> [Stated exercise 1]
Answer these questions from the Rob MacDonald profile, one line each:
(a) Where was he born?
(b) Which university did he graduate from, and in which subjects?
(c) Whom did he face in his UFC debut, and how did that fight end?
> [Stated exercise 2]
Does each of these statements agree with the Rob MacDonald profile? Answer yes or no and quote the deciding words.
(a) He was the first Canadian to fight on The Ultimate Fighter 2.
(b) He beat Kristian Rothaermel by knockout.
(c) His record lists four losses.

> [Source]
........

- Born: September 5, 1978 (age 47) Capreol, Ontario, Canada
- Other names: Bobby Maximus; World's Most Powerful Nerd;
- Height: 6 ft 3 in (1.91 m)
- Weight: 250 lb (110 kg; 18 st)
- Division: Heavyweight Light Heavyweight
- Fighting out of: Toronto, Ontario, Canada
- Years active: 2002-2003; 2005-2009

Mixed martial arts record
- Total: 9
- Wins: 5
- By knockout: 3
- By submission: 2
- Losses: 4
- By knockout: 1
- By submission: 2
- By decision: 1

Other information
- Mixed martial arts record from Sherdog

= Rob MacDonald =

Canadian mixed martial arts fighter

Robert Lawrence MacDonald (born September 5, 1978) is a Canadian mixed martial artist. From 2002 until 2009, he competed in various high-profile promotions including the UFC, Maximum Fighting Championship, and was a competitor on The Ultimate Fighter 2, where he was the first Canadian to fight on the show. He later returned to competition for The Ultimate Fighter 30 in 2022.

==Background==
Rob was a nationally ranked wrestler at St. Charles College in Ontario and also excelled on the football and track teams. He graduated from Western Ontario University with degrees in English and Psychology.

==Mixed martial arts career==
MacDonald made his professional mixed martial arts debut on June 1, 2002, when he faced Zane Hagel at MFC 4: New Groundz. He won the fight via first round submission strikes. After the impressive victory, MacDonald would win two more professional fights, defeating Victor Valimaki and Doug Sauer via TKO. MacDonald would take a three-year hiatus before being signed by the Ultimate Fighting Championship in 2006.

===Ultimate Fighting Championship===
MacDonald signed with UFC in early 2006, and made his debut against Jason Lambert at UFC 58 on March 4, 2006. He lost the fight via first round kimura. He then faced Kristian Rothaermel at UFC Ultimate Fight Night 5 on June 28, 2006. He won the fight via armbar submission.

........

> [Extracted data]
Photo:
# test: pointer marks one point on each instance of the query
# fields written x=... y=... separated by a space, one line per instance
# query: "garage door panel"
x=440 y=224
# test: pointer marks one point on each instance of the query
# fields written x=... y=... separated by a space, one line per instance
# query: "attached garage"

........

> [Result 1]
(a) Capreol, Ontario, Canada
(b) Western Ontario University, with degrees in English and Psychology
(c) Jason Lambert at UFC 58; he lost via first-round kimura

> [Result 2]
(a) Yes: "was a competitor on The Ultimate Fighter 2, where he was the first Canadian to fight on the show"
(b) No: "He won the fight via armbar submission."
(c) Yes: "Losses: 4"